==== EXCERPTED TEXT ====

I hope your daughter considers every aspect. The one thing that I would have an issue with is the housebreaking. Are they easy to housebreak? I also like "soft" breeds that take direction easily and are willingly to please... not sure if bulldogs would do that, or if they would take offense to punishment. A big thing to consider too is if your daughter wants to have children or if many children visit. If the bulldog is food aggressive - does that translate to resource guarding over toys? What about tiny treats? I would be worried about children being around a dog with food aggression if there will be any types of food around.


----------



## brownlikewoah (May 3, 2012)

I'd suggest getting a vet check too... I work with dogs, and another concern would be aggression. I'd say at least half the english bulldogs we get in to our facility are food or dog aggressive : / The health problems in these dogs are unreal. Come to think of it, I can't think of a single one who comes to our facility who doesn't have at least one health issue or aggression problem! Would she be willing to look into staffies or pits?


----------



## Ladywolfe (Jan 11, 2012)

brownlikewoah, would you believe my daughter is VERY attracted to pits? Not me at all. In fact, I do not believe that breeds are inherently dangerous; just made that way by stupid owners.....................(lets try not to get onto that topic  ) But, I have that stereotypical fear of pit/staffordshire dogs.

Thank you, everybody. Tomorrow is her day, and I promise to forward all your concerns. I did get a quote for insurance, and although it is a little higher than what I pay for my standard poodle; she says it is a good idea and doable, if she decides to go forward in the face of all the possible problems. I don't think that I would, but you don't get to pick your grandchildren now, do ya? LOL

Oh, I also know that this dog is a very small bulldog. I did a little research and typed in the silly term "miniature english bulldog", and what I found online is that there are what are likely BYB's actually using that term for a mix between a bulldog and pug. Oh, well, will find out tomorrow. I used to own a pug, and my daughter grew up with that dog and adored him. 

In the end, she is a D-O-G.............................and, a dog that might come with a lot of risk. But, sometimes the heart does win out even in the face of risk. I will advise the best I can.


----------



## Indiana (Sep 11, 2011)

I think it would be very smart to get a few sessions with someone who is knowledgeable in bully breed personalities (a trainer or behaviourist I mean) if your daughter gets her, because they are different and need a special approach to training--no alpha rolls or any of that sort of thing, but a really mentally strong, consistent approach; don't give an inch or a lot of bullies will take a mile. They are also stubborn, but definitely trainable. I loved my little pittie I had before my poodles; once you have had a bullie, oh my goodness the loyalty and love those breeds have, it's great. They get under your skin! Socialization is important but I think it would be really important to set up a situation that you know will be successful (e.g with dogs that are very calm and will help her to feel calm too) because if you try socializing her at first and some dog charges her, it could do much more harm than good in her progress. They are also a lot faster than they look! As in, really fast! Just in case you thought she might be lumbering around and you will have lots of time to close gates or lift up food or let the cat out or whatever.


----------



## tokipoke (Sep 3, 2011)

Do what I did! Put a bandana on 'em! The 6 month old bulldog would growl and give you a look if you walked towards her funny or made weird noises. She would run away and growl. I put her in a crate - refused to come out when I opened the door. I left the crate door open, and left the room. She still did not come out. She did not trust me. I finally got her out of the crate and put a bandana on her, and she froze. She would not move! She warmed up to me after I petted her to show her she could move lol

Good luck on your visit!


----------

==== DATA PROVIDED ====

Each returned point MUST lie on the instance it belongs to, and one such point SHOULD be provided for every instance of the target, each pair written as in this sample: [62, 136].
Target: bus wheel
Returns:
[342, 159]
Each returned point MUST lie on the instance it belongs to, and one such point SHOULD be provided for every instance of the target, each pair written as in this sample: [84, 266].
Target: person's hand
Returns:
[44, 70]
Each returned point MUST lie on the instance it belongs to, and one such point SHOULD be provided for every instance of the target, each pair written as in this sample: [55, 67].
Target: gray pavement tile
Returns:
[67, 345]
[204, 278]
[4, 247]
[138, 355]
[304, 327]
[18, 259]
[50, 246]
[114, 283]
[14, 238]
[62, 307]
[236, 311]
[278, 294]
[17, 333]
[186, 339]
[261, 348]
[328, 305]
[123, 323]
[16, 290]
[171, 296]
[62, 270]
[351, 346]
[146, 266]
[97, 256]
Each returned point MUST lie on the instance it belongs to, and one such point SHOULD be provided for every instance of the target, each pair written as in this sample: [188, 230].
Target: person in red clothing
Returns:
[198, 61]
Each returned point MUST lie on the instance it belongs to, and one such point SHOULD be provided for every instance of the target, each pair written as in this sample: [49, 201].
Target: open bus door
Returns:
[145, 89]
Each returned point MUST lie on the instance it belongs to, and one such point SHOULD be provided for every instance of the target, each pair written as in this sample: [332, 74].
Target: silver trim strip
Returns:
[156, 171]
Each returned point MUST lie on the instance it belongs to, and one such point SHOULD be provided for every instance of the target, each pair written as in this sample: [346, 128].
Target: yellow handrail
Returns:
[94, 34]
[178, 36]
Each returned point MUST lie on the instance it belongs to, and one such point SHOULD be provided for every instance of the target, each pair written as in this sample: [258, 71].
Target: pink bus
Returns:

====

--- QUESTIONS ON THE MATERIAL ---
[A] In the forum thread, what did the online research find the term "miniature english bulldog" being used for?
[B] Reproduce the part of the forum thread that begins at the words "I'd suggest getting" and stops after the words "staffies or pits?".
[C] Based on the forum thread, why should the bulldog's first socialization be set up with very calm dogs?

--- ANSWERS BY TASK ---
[A] It was being used for a mix between a bulldog and a pug.

[B]
I'd suggest getting a vet check too... I work with dogs, and another concern would be aggression. I'd say at least half the english bulldogs we get in to our facility are food or dog aggressive : / The health problems in these dogs are unreal. Come to think of it, I can't think of a single one who comes to our facility who doesn't have at least one health issue or aggression problem! Would she be willing to look into staffies or pits?

[C] Calm dogs will help her feel calm too, so the situation is likely to go well. If some dog charges her during early socializing, it could do much more harm than good to her progress.